**Aufgabe 1:** Geben Sie aus der Auflistung die Zeilen wortgetreu wieder, beginnend am Anfang der Auflistung bis einschließlich der Zeile, die „599L201 573L177 559L148“ enthält. Lassen Sie die Bilder in Ihrer Antwort weg.

**Text zur Durchsicht:**

====

I. Die Ökonomische Analyse des Rechts

II. Definition des Effizienzbegriffes
1. Der ökonomische Effizienzbegriff
2. Der juristische Effizienzbegriff

III. Das deutsche Grundgesetz

IV. Effizienzvorgaben im Grundgesetz
1. Ableitung aus Verfassungsprinzipien
a) Aus dem Rechtsstaatsprinzip, Art. 20 Abs. 1 und 3 GG
b) Aus dem Sozialstaatsprinzip, Art. 20 Abs. 1, Art. 28 Abs. 1 S. 1 GG
c) Rationalität und Verhältnismäßigkeit
d) Das umweltrechtliche Nachhaltigkeitsgebot, Art. 20a GG
2. Das haushaltsrechtliche Wirtschaftlichkeitsgebot, Art. 114 Abs. 2 S. 1 GG
3. Ableitung aus den Grundrechten
a) Die abgabenrechtlich-relevanten Grundrechte, Art. 2 Abs. 1, Art. 14 Abs. 1, Art. 12 Abs. 1 GG i.V.m. dem Rechtsstaatsprinzip
b) Der Gleichheitssatz als allgemeines Sachlichkeitsgebot, Art. 3 Abs. 1 GG
c) Das teilhaberechtliche Kapazitätsausschöpfungsgebot
4. Im legislativen Bereich
5. Im Staatsorganisationsrecht
a) Kompetenzbündelung zur Effizienzsteigerung
b) Funktionsfähigkeit der Parlamente
c) Föderalismus und Selbstverwaltung, Art. 20 Abs. 1, Art. 28 Abs. 2 GG
6. Unionsrecht

V. Fazit

Literaturverzeichnis

I. Die Ökonomische Analyse des Rechts

Ausgehend vom individuellen Verhaltensmodell des homo oeconomicus[1] verhalten sich Individuen grundsätzlich zweckrational, eigennutzorientiert und nutzenmaximierend. Zwischen mehreren Handlungsoptionen wird sich der homo oeconomicus für diejenige entscheiden, die ihm bei geringstem Einsatz von aufgewendeten Mitteln den größten Nutzen verspricht, mithin für die subjektiv effizienteste Option. Dabei bestimmen die Individuen ihre Präferenzen selbstständig und autonom. Es handelt sich dabei um eine rein positive Feststellung, die sich jeder normativen Wertung enthält.[2]

In einer Welt mit grundsätzlich knappen Ressourcen führt dieses individualnutzenmaximierende Verhalten jedoch unweigerlich zu sozialen Knappheitslagen. Das Verhalten der Individuen infolge veränderter Umstände, versucht die ökonomische Analyse vorherzusehen, zu analysieren und zu bewerten, wobei mit ihrer Hilfe eine Lösung der jeweiligen Knappheitslage angesteuert wird. Mithilfe des Modells der isolierten Abstraktion, in der jeweils nur ein variabler Faktor existiert unter sonstiger Konstanz der anderen Faktoren, können so praxistaugliche Verhaltensprognosen entwickelt werden.

====

[Gespeicherte Daten]
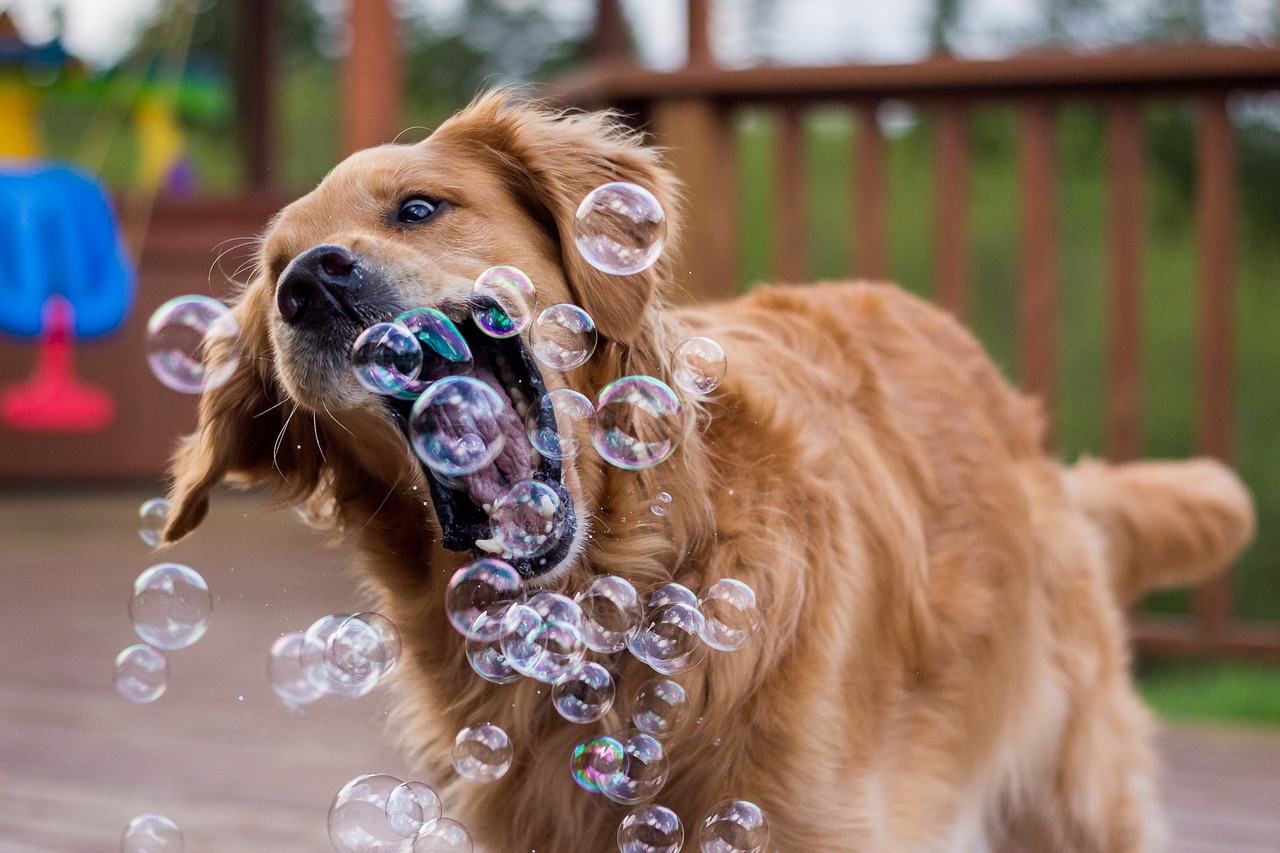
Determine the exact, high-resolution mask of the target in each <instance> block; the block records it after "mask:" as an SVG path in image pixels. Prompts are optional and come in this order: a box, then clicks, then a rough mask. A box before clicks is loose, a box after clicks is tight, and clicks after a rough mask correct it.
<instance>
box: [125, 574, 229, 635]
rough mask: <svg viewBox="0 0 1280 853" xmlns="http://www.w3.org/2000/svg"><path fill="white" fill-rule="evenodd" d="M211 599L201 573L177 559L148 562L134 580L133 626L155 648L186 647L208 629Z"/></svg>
mask: <svg viewBox="0 0 1280 853" xmlns="http://www.w3.org/2000/svg"><path fill="white" fill-rule="evenodd" d="M212 610H214V599H212V597H211V596H210V594H209V584H206V583H205V579H204V578H201V576H200V573H198V571H196V570H195V569H192V567H191V566H184V565H182V564H179V562H161V564H159V565H155V566H151V567H150V569H147V570H146V571H143V573H142V574H141V575H138V579H137V580H134V581H133V598H132V599H129V619H132V620H133V630H136V631H137V633H138V637H141V638H142V639H143V640H145V642H147V643H150V644H151V646H155V647H156V648H164V649H174V648H187V647H188V646H191V644H192V643H195V642H196V640H198V639H200V638H201V637H204V635H205V631H206V630H209V616H210V613H211V612H212Z"/></svg>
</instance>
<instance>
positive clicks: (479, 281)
mask: <svg viewBox="0 0 1280 853" xmlns="http://www.w3.org/2000/svg"><path fill="white" fill-rule="evenodd" d="M536 300H538V293H536V292H535V291H534V283H532V282H531V280H530V279H529V277H527V275H525V273H522V272H521V270H518V269H516V268H515V266H490V268H489V269H486V270H485V272H483V273H480V277H479V278H476V283H475V287H474V288H472V289H471V319H474V320H475V321H476V325H477V327H480V330H481V332H484V333H485V334H488V336H489V337H493V338H509V337H512V336H516V334H520V333H521V332H522V330H524V329H525V328H526V327H527V325H529V321H530V320H531V319H532V316H534V305H535V304H536Z"/></svg>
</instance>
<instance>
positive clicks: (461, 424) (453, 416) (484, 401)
mask: <svg viewBox="0 0 1280 853" xmlns="http://www.w3.org/2000/svg"><path fill="white" fill-rule="evenodd" d="M503 409H506V403H504V402H503V400H502V397H500V396H499V394H498V392H497V391H494V389H493V388H490V387H489V386H486V384H485V383H483V382H480V380H479V379H472V378H471V377H447V378H444V379H440V380H439V382H436V383H434V384H431V387H430V388H428V389H426V391H425V392H424V393H422V396H421V397H419V398H417V402H415V403H413V410H412V411H411V412H410V421H408V425H410V438H411V439H412V442H413V451H415V452H416V453H417V456H419V459H421V460H422V461H424V462H426V464H428V466H430V467H431V470H435V471H439V473H440V474H444V475H445V476H462V475H463V474H474V473H475V471H479V470H480V469H481V467H484V466H485V465H489V464H490V462H493V461H494V460H495V459H498V453H500V452H502V447H503V444H506V443H507V435H506V433H503V432H502V427H500V425H499V424H498V418H499V416H500V415H502V411H503Z"/></svg>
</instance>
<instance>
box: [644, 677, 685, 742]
mask: <svg viewBox="0 0 1280 853" xmlns="http://www.w3.org/2000/svg"><path fill="white" fill-rule="evenodd" d="M687 720H689V695H687V694H686V693H685V688H682V686H680V685H678V684H676V683H675V681H672V680H671V679H654V680H652V681H648V683H646V684H644V685H641V686H640V689H639V690H636V698H635V702H632V703H631V722H634V724H635V726H636V729H640V731H644V733H646V734H652V735H653V736H655V738H669V736H671V735H672V734H675V733H676V731H677V730H678V729H680V727H681V726H682V725H685V722H686V721H687Z"/></svg>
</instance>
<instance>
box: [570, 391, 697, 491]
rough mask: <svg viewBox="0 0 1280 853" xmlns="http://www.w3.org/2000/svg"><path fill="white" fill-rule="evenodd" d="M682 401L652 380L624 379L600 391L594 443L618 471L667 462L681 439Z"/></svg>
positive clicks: (596, 400) (595, 418)
mask: <svg viewBox="0 0 1280 853" xmlns="http://www.w3.org/2000/svg"><path fill="white" fill-rule="evenodd" d="M680 421H681V412H680V398H678V397H677V396H676V392H675V391H672V389H671V387H669V386H668V384H667V383H664V382H662V380H660V379H655V378H653V377H622V378H621V379H616V380H613V382H611V383H609V384H607V386H605V387H604V388H603V389H600V393H599V396H598V397H596V402H595V429H594V430H593V432H591V443H593V444H595V450H596V451H598V452H599V453H600V457H602V459H603V460H604V461H605V462H608V464H611V465H616V466H617V467H622V469H626V470H628V471H639V470H641V469H645V467H652V466H654V465H657V464H659V462H663V461H666V460H667V459H668V457H669V456H671V455H672V453H673V452H675V451H676V442H677V441H678V438H680V425H681V424H680Z"/></svg>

====

**Aufgabe 2:** Wie verhalten sich Individuen nach dem Modell des homo oeconomicus im Text über die ökonomische Analyse des Rechts grundsätzlich?

**Ergebnis 1:**
Determine the exact, high-resolution mask of the target in each <instance> block; the block records it after "mask:" as an SVG path in image pixels. Prompts are optional and come in this order: a box, then clicks, then a rough mask. A box before clicks is loose, a box after clicks is tight, and clicks after a rough mask correct it.
<instance>
box: [125, 574, 229, 635]
rough mask: <svg viewBox="0 0 1280 853" xmlns="http://www.w3.org/2000/svg"><path fill="white" fill-rule="evenodd" d="M211 599L201 573L177 559L148 562L134 580L133 626L155 648L186 647L208 629Z"/></svg>

**Ergebnis 2:** Zweckrational, eigennutzorientiert und nutzenmaximierend.